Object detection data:
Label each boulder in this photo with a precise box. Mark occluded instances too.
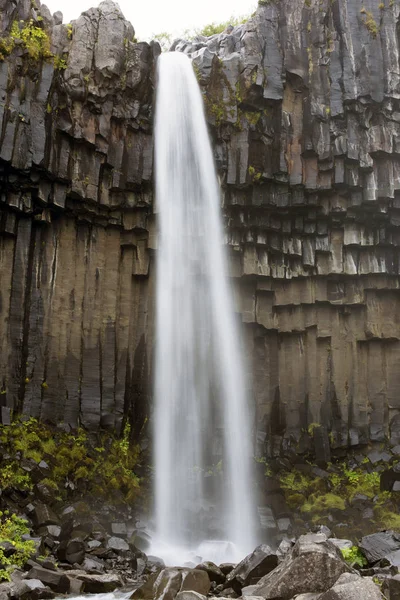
[382,575,400,600]
[319,573,383,600]
[57,538,85,565]
[147,555,165,572]
[175,591,207,600]
[107,536,129,552]
[153,568,184,600]
[196,561,225,585]
[82,555,104,574]
[10,579,55,600]
[131,567,211,600]
[243,533,352,600]
[32,503,59,527]
[78,574,122,594]
[293,594,321,600]
[129,573,159,600]
[180,569,211,596]
[226,544,278,591]
[359,531,400,564]
[329,538,354,550]
[111,523,127,537]
[26,566,69,594]
[219,563,236,577]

**Exercise task**:
Pull out every line of the data above word for word, leaving out the pictures.

**Full answer**:
Label each boulder in this photo with a precise box. Mark occluded instances too.
[382,575,400,600]
[319,573,383,600]
[57,538,85,565]
[147,555,165,572]
[175,591,207,600]
[107,536,129,552]
[153,568,184,600]
[196,561,225,585]
[82,555,104,574]
[10,579,55,600]
[131,567,211,600]
[243,533,352,600]
[32,503,59,527]
[78,574,122,594]
[293,594,321,600]
[129,573,159,600]
[180,569,211,596]
[226,544,278,591]
[359,531,400,564]
[329,538,354,550]
[111,523,127,537]
[26,566,69,594]
[219,563,236,577]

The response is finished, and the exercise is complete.